(Passage to read begins)

Skip to main content

Another tool for globalisation, why WHO is unable to focus on health


By Dr Javed Jamil*
The Covid-19 outbreak, which has almost totally paralysed normal life on the planet, has brought to the fore the widely ignored fact that the world health management system has failed to advance the cause of a socioeconomic and political system that safeguards rather than endangers life and healthiness of life. More than a million have already been affected with tens of thousands of deaths and the counts are geometrically multiplying with every minute.
The current lockdowns, safe distancing and curfews across the world have shown that the restrictions are an important part of the protection and if long terms protection against diseases is required, permanent restrictions too will have to be put in place on many activities and practices.
But the truth is that, in the name of the freedom, especially the “freedom of choice”, all such practices are being allowed, even glorified and globalised, that pose serious threats to life and healthiness of life. Certainly, there are many diseases that have now become treatable or preventable, namely, the infectious diseases like Tuberculo­sis, Cholera, Leprosy, Meningitis, Smallpox, Measles, Poliomyelitis, Diphtheria and Pertussis, to name a few.
But the economic fundamentalism has largely undone the great work done by medical scien­tists by promoting a social ambience that makes them susceptible to a large number of ailments—Lung and heart diseases, Cancers, especially of lung, liver, mouth and breast, sex related diseases, and above all the rise of new deadly viral epidemics and pandemics.
Instead of developing a health-protective social system, the market forces have glorified and commercialised everything that poses severe threats to life and health. It is indeed difficult to infer if man today actually faces less or more threat to his health than in the past. Whatever increase in the average age has been noticed in the last few decades, it is chiefly due to reduced Infant Mortality Rate. This reduction is counterbalanced by the high rate of feticide; more children are killed every year by way of abortion than are saved by vac­cines and antibiotics. Take abortions in consideration and the average age will nosedive.

(Passage to read ends)
(Data under study begins)

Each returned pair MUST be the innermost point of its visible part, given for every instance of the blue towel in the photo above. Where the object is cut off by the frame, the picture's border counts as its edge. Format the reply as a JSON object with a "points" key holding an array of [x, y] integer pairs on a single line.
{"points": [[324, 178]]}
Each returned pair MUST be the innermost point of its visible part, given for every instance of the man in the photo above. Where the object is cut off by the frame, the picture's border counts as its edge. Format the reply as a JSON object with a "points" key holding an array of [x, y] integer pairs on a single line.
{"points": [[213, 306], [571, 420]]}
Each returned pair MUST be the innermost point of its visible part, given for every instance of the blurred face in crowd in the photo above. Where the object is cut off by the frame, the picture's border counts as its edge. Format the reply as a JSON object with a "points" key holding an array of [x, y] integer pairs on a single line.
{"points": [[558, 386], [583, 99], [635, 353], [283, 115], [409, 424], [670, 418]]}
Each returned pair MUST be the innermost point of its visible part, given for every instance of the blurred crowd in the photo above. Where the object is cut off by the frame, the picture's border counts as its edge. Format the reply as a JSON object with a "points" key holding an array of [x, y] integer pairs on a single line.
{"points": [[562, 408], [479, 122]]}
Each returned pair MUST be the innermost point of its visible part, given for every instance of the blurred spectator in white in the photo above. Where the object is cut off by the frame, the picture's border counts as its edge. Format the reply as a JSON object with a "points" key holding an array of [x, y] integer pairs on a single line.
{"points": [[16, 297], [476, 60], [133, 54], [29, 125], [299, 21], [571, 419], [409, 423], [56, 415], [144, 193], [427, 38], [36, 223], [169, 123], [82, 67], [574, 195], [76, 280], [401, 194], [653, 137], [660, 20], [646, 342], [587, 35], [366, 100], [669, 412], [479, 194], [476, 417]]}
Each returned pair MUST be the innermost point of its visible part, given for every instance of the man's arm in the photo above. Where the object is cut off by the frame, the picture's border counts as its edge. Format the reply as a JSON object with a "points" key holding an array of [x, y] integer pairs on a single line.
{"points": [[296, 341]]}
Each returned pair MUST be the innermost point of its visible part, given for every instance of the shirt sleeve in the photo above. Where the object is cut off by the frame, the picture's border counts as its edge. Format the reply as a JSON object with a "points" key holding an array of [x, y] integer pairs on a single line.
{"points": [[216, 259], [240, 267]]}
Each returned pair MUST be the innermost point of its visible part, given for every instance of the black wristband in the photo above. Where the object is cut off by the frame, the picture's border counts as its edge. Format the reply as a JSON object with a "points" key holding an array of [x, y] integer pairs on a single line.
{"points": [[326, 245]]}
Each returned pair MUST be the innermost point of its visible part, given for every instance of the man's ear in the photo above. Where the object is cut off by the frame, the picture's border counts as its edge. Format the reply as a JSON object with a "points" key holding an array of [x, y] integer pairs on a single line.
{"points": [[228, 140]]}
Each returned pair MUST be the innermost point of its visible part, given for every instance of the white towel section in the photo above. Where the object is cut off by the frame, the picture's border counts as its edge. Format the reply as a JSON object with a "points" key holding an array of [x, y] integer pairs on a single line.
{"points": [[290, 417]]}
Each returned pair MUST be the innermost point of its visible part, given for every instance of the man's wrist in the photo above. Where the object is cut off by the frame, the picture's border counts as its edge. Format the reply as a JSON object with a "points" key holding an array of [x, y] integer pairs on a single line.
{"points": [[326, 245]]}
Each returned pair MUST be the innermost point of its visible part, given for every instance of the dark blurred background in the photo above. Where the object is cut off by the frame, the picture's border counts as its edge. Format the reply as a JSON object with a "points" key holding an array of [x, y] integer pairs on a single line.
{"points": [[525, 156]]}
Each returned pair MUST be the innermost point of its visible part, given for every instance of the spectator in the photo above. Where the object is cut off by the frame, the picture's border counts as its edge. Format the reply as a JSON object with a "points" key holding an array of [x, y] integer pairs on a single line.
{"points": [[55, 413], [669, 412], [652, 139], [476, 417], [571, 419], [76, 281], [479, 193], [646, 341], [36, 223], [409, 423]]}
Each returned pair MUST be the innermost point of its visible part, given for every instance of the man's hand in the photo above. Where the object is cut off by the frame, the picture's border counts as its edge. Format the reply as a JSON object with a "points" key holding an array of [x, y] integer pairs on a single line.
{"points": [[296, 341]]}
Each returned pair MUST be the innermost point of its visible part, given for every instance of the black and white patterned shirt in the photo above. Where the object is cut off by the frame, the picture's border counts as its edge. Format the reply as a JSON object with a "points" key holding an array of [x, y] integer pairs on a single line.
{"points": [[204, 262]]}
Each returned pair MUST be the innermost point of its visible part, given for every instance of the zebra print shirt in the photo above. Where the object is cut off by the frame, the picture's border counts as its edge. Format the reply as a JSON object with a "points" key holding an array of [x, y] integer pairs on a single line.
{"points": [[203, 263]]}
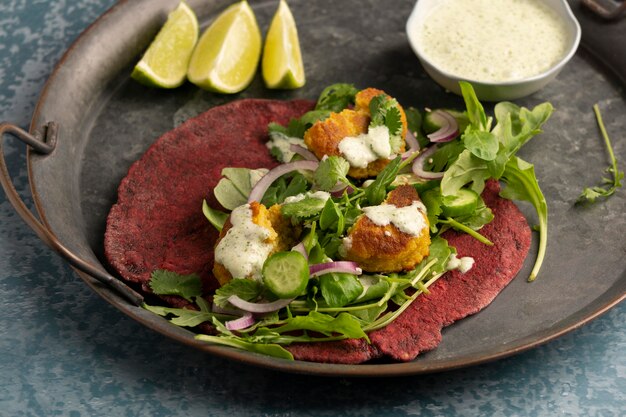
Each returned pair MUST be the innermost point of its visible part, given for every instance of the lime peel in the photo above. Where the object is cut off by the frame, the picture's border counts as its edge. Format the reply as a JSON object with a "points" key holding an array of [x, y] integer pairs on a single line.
{"points": [[282, 65], [165, 62]]}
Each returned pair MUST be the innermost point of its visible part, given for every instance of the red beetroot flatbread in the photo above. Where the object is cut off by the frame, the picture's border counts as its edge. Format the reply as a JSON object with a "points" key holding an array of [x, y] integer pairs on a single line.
{"points": [[453, 297], [157, 223]]}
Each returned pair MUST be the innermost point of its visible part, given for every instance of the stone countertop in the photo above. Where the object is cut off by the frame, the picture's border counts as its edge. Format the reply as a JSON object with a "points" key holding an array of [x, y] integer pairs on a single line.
{"points": [[65, 351]]}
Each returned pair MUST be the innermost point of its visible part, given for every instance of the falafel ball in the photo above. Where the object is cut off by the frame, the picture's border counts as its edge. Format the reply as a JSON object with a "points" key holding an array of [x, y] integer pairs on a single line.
{"points": [[276, 234], [385, 247]]}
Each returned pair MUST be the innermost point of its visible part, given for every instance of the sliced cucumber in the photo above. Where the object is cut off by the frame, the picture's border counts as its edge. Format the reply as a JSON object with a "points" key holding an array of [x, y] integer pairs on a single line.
{"points": [[461, 204], [286, 274]]}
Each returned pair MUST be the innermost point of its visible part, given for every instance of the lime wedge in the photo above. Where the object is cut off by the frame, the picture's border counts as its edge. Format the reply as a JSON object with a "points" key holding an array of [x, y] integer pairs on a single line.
{"points": [[228, 52], [165, 62], [282, 61]]}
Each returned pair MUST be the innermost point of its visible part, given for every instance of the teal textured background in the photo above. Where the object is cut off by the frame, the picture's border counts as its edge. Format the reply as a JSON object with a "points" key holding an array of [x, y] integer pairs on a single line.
{"points": [[66, 352]]}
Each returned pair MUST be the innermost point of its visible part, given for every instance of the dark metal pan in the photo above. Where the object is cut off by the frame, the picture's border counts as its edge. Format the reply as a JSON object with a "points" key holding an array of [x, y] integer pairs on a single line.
{"points": [[92, 122]]}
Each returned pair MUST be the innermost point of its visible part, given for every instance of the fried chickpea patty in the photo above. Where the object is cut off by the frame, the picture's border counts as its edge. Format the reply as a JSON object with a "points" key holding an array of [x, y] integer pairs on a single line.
{"points": [[280, 235], [324, 136], [386, 248]]}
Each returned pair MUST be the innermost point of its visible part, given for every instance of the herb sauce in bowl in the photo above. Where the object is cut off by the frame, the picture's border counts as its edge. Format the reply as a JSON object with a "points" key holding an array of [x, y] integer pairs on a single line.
{"points": [[506, 48]]}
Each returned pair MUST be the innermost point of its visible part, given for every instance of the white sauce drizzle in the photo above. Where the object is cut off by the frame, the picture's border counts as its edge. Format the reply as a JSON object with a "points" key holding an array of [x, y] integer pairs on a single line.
{"points": [[256, 175], [492, 40], [360, 150], [407, 219], [320, 195], [243, 249]]}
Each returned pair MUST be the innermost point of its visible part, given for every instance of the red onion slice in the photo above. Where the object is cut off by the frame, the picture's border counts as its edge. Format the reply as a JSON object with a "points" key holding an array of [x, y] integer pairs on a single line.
{"points": [[418, 165], [241, 323], [346, 267], [300, 248], [258, 307], [266, 180], [449, 127], [337, 190], [303, 152]]}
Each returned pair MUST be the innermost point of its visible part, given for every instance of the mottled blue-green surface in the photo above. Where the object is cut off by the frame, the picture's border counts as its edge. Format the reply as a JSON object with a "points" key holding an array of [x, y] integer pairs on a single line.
{"points": [[64, 351]]}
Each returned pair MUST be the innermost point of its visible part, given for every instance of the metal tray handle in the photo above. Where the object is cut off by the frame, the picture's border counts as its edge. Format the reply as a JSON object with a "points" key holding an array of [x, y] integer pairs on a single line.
{"points": [[45, 143]]}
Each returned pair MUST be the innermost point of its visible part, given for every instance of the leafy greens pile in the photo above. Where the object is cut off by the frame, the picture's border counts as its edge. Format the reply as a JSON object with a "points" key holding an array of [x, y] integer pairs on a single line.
{"points": [[340, 305]]}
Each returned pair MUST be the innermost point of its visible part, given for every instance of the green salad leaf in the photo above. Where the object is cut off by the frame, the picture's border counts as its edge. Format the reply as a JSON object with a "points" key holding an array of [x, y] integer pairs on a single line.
{"points": [[163, 282], [609, 184]]}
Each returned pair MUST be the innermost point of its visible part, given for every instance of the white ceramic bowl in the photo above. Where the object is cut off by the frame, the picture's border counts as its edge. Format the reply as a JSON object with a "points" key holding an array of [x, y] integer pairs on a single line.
{"points": [[494, 91]]}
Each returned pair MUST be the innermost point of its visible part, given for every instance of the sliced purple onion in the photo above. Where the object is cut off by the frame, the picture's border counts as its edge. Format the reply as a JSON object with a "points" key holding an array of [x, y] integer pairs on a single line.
{"points": [[266, 180], [242, 322], [411, 141], [258, 307], [228, 311], [418, 165], [449, 127], [303, 152], [345, 267], [300, 248]]}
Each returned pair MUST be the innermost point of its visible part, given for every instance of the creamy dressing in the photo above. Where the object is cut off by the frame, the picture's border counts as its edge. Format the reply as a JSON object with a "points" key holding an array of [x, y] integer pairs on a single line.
{"points": [[407, 219], [492, 40], [256, 175], [360, 150], [243, 249], [463, 264], [320, 195], [282, 143]]}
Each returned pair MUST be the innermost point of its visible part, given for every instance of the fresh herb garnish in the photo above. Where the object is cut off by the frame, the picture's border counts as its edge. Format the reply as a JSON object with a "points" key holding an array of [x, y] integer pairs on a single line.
{"points": [[331, 170], [609, 185]]}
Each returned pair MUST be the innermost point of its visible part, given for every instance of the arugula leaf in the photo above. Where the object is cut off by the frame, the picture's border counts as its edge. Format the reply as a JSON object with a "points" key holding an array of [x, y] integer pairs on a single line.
{"points": [[163, 282], [384, 111], [336, 97], [331, 170], [481, 144], [282, 189], [182, 317], [215, 217], [475, 111], [376, 192], [305, 208], [609, 185], [480, 217], [228, 195], [339, 289], [521, 184], [247, 289], [432, 200]]}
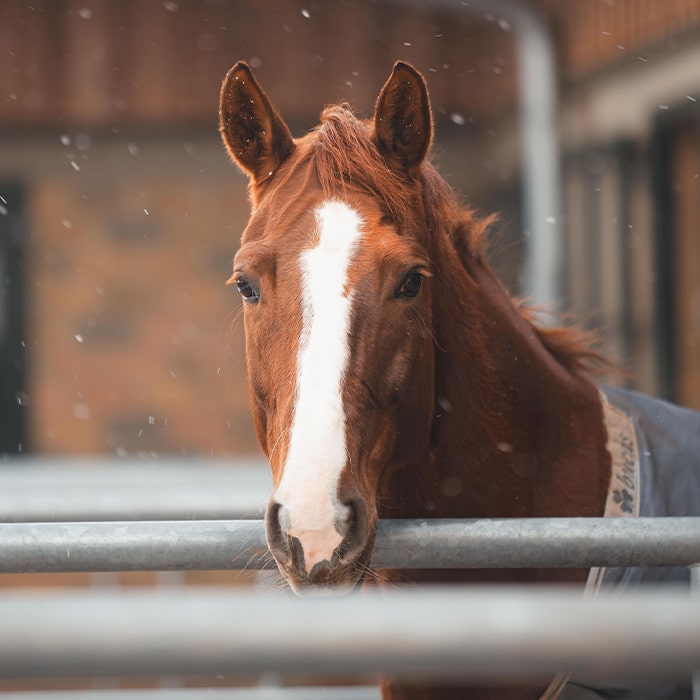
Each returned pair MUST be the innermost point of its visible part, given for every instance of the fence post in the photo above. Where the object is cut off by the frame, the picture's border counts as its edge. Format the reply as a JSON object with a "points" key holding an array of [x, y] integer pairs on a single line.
{"points": [[695, 591]]}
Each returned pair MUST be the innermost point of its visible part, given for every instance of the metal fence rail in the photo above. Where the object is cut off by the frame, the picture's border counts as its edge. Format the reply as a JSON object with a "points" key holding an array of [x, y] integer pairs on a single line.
{"points": [[265, 692], [240, 544], [473, 633]]}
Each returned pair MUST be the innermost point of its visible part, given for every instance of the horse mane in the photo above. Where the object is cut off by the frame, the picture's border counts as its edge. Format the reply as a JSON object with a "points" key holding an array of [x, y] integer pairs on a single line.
{"points": [[340, 149]]}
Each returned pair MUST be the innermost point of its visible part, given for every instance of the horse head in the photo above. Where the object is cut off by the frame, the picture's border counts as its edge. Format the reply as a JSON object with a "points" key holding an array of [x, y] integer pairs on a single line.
{"points": [[335, 274]]}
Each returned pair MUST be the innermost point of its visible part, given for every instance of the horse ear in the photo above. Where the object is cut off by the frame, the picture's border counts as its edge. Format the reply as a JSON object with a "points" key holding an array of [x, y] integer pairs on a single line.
{"points": [[255, 135], [402, 122]]}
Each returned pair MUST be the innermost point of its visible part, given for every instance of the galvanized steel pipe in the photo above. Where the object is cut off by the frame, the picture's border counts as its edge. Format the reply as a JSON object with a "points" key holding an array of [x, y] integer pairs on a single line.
{"points": [[401, 544], [472, 633]]}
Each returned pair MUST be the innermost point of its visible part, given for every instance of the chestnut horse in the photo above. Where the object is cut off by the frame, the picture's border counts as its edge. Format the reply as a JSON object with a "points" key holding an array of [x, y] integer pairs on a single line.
{"points": [[390, 374]]}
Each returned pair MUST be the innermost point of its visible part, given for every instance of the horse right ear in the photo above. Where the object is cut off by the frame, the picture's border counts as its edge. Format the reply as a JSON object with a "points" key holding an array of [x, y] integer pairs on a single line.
{"points": [[255, 135]]}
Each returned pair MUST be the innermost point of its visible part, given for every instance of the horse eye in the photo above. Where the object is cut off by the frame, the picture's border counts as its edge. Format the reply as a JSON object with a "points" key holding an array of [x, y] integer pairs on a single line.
{"points": [[411, 285], [246, 291]]}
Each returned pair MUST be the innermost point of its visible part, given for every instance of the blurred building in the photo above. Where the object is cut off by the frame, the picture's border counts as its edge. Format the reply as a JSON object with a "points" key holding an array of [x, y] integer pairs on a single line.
{"points": [[120, 211]]}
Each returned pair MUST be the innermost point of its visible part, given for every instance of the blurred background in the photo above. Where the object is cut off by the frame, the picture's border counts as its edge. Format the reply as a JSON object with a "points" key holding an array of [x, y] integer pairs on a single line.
{"points": [[120, 212]]}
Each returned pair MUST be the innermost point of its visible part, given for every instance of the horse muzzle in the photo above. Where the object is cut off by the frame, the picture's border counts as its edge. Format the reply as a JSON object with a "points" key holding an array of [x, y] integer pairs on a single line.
{"points": [[321, 559]]}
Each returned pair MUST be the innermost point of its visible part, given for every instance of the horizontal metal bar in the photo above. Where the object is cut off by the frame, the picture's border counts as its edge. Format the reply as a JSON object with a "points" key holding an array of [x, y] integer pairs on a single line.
{"points": [[265, 692], [70, 489], [401, 544], [465, 633]]}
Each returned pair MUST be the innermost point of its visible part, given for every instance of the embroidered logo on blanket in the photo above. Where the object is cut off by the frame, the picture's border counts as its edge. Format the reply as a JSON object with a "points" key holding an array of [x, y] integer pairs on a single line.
{"points": [[623, 492]]}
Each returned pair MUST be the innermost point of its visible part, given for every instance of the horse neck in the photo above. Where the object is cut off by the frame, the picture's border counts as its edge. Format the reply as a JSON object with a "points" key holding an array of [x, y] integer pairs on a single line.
{"points": [[515, 434]]}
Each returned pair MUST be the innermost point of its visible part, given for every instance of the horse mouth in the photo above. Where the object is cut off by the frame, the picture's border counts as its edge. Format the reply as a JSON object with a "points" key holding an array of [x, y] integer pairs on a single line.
{"points": [[334, 578]]}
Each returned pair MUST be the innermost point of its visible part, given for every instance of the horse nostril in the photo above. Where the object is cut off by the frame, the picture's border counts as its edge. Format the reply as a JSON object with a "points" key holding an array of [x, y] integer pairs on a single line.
{"points": [[356, 529], [276, 531]]}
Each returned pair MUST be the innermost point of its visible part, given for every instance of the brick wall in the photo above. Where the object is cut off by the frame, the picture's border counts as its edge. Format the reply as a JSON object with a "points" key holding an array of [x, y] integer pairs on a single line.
{"points": [[133, 345]]}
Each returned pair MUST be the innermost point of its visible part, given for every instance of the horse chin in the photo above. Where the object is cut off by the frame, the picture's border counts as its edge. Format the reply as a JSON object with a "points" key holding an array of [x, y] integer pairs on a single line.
{"points": [[325, 580]]}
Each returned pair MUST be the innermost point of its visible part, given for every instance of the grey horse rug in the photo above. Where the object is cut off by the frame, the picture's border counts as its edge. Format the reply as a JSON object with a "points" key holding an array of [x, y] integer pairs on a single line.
{"points": [[655, 449]]}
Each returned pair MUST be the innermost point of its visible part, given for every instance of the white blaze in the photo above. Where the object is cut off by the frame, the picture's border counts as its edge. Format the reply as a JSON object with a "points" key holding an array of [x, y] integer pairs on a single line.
{"points": [[317, 449]]}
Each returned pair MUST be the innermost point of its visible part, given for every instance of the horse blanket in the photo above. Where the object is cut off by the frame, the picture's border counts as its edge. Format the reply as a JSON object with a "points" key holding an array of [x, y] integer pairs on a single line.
{"points": [[655, 449]]}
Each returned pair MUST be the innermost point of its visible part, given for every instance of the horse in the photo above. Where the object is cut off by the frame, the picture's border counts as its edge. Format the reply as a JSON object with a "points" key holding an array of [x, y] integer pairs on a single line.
{"points": [[390, 373]]}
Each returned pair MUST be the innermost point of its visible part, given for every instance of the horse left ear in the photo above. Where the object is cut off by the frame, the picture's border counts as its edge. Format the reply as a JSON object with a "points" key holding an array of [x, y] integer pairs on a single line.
{"points": [[403, 125], [255, 135]]}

(Data under study ends)

## What this exercise asks
- 1) Summarize the article on the WHO and health in two sentences.
- 2) Answer these questions from the article on the WHO and health:
(a) How many people does it say have already been affected by Covid-19?
(b) Which four cancers does it single out?
(c) To what does it chiefly attribute the increase in average age over the last few decades?
- 3) Copy out the part of the article on the WHO and health starting at "Another tool for" and ending at "activities and practices.".

## Task-by-task results
- 1) The article argues that the Covid-19 outbreak has exposed the failure of the world health management system to advance a socioeconomic and political system that safeguards life, and that the current lockdowns show restrictions are an important part of protection against disease. It claims that practices posing serious threats to health are allowed and even glorified in the name of "freedom of choice," and that economic fundamentalism and market forces have largely undone the work of medical scientists.

- 2)
(a) More than a million.
(b) Cancers of the lung, liver, mouth and breast.
(c) A reduced Infant Mortality Rate.

- 3)
Another tool for globalisation, why WHO is unable to focus on health


By Dr Javed Jamil*
The Covid-19 outbreak, which has almost totally paralysed normal life on the planet, has brought to the fore the widely ignored fact that the world health management system has failed to advance the cause of a socioeconomic and political system that safeguards rather than endangers life and healthiness of life. More than a million have already been affected with tens of thousands of deaths and the counts are geometrically multiplying with every minute.
The current lockdowns, safe distancing and curfews across the world have shown that the restrictions are an important part of the protection and if long terms protection against diseases is required, permanent restrictions too will have to be put in place on many activities and practices.